- [THE TASKS]:
- a) Pick out every line of the records that contains the string "cookie", and copy each of those lines.
- b) Carry on the passage about the first anniversary of Trayvon Martin's death, starting right after its final sentence.

---------- PASSAGE ----------

Feburary 26 marks the one-year anniversary of the murder of Travyon Martin by self-proclaimed vigilante, neighborhood watchman, George FU Zimmerman.

Martin's parents, Sybrina Fulton and Tracy Martin, and their attorney, Benjamin Crump, said Martin's death last February 26 in the Orlando suburb of Sanford has altered the debate about Stand Your Ground gun laws.

Police cited that law in initially refusing to arrest Zimmerman, which sparked celebrity protests and popular demonstrations across the country, turning the case into international story.

Although this story, like so many other Trayvon Martin stories, did not spark a national debate on gun control laws like the Sandy Hook elementary school shootings, D.C. Congresswoman Eleanor Holmes Norton plans to re-introduce a racial profiling bill.

---------- AVAILABLE RECORDS ----------

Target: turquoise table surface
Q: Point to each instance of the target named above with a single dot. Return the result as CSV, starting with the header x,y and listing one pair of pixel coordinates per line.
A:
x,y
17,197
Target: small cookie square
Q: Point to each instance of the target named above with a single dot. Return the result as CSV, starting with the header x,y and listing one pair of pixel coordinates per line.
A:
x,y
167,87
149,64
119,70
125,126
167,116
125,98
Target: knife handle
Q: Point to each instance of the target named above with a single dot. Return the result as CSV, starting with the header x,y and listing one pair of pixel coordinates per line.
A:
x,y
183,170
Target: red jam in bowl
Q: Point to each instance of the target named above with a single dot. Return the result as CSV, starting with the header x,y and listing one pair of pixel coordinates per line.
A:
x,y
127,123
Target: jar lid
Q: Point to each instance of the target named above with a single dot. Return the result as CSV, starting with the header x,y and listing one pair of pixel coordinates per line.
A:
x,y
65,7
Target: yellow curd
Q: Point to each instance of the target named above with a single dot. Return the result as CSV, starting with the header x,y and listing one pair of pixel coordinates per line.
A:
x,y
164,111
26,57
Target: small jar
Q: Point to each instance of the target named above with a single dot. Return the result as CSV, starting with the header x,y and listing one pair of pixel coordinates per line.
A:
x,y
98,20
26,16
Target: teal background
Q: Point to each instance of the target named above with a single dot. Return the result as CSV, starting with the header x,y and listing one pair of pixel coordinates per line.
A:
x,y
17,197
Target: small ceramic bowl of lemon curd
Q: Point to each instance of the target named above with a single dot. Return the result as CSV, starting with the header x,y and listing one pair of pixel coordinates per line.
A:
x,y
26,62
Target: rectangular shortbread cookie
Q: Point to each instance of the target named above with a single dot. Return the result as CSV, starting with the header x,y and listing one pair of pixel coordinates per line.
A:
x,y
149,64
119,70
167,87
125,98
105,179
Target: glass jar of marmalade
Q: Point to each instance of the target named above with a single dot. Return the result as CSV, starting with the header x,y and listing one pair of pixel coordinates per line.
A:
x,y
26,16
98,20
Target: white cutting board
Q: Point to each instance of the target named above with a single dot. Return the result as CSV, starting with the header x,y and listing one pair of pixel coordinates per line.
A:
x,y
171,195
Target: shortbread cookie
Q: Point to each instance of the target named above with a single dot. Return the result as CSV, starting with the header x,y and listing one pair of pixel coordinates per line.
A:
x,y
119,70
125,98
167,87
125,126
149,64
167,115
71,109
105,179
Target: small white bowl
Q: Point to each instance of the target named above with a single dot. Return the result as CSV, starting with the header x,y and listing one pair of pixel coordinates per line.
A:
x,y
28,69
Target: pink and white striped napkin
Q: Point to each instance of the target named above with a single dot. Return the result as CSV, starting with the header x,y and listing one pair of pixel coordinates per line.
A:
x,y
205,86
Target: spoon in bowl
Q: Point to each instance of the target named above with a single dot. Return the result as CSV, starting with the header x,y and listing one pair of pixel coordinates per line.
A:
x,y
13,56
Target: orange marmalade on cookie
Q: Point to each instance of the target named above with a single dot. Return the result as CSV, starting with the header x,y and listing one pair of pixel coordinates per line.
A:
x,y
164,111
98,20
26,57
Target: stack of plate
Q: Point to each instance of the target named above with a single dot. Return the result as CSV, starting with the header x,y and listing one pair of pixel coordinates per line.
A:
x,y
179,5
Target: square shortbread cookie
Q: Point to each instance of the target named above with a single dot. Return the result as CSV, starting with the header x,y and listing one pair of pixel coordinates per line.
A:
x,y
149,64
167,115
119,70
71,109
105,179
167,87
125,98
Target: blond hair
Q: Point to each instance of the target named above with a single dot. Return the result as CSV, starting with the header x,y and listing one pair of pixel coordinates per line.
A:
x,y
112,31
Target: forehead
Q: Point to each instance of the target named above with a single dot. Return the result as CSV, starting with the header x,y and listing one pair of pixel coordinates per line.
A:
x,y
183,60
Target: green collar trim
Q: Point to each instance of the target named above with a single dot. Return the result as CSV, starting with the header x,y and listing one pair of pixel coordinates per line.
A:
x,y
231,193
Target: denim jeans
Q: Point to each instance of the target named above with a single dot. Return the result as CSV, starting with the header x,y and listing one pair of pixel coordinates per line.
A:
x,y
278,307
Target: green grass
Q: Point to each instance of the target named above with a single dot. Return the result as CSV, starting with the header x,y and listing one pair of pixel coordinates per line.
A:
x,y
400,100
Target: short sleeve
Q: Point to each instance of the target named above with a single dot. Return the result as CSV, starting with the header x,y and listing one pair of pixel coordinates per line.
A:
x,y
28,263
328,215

----------

- [THE REPLIES]:
- a)
Target: small cookie square
Target: rectangular shortbread cookie
Target: shortbread cookie
Target: orange marmalade on cookie
Target: square shortbread cookie

- b)
A press release today from Norton's office states:
 
Today, a year after the death of Trayvon Martin, an unarmed 17-year-old African-American boy who was killed by a neighborhood watch member, Congresswoman Eleanor Holmes Norton (D-DC) re-introduced her bill to reestablish a popular federal grant program aimed at reducing racial profiling.  Norton’s bill permits states to apply for grants to develop racial profiling laws, to collect and maintain data on traffic stops, to fashion programs to reduce racial profiling, and to train law enforcement officers.  Nearly half of the states participated in the program when it was in existence, which, Norton said, shows both the need and interest in tackling this civil rights issue.  Norton got the program included in the surface transportation law in 2005, but the program expired in 2009.  Norton, a former chair of the Equal Employment Opportunity Commission, will try to get her bill included in the surface transportation bill Congress will be writing during this congress.

Demonstrations are planned nation wide in remembrance of the murdered teen.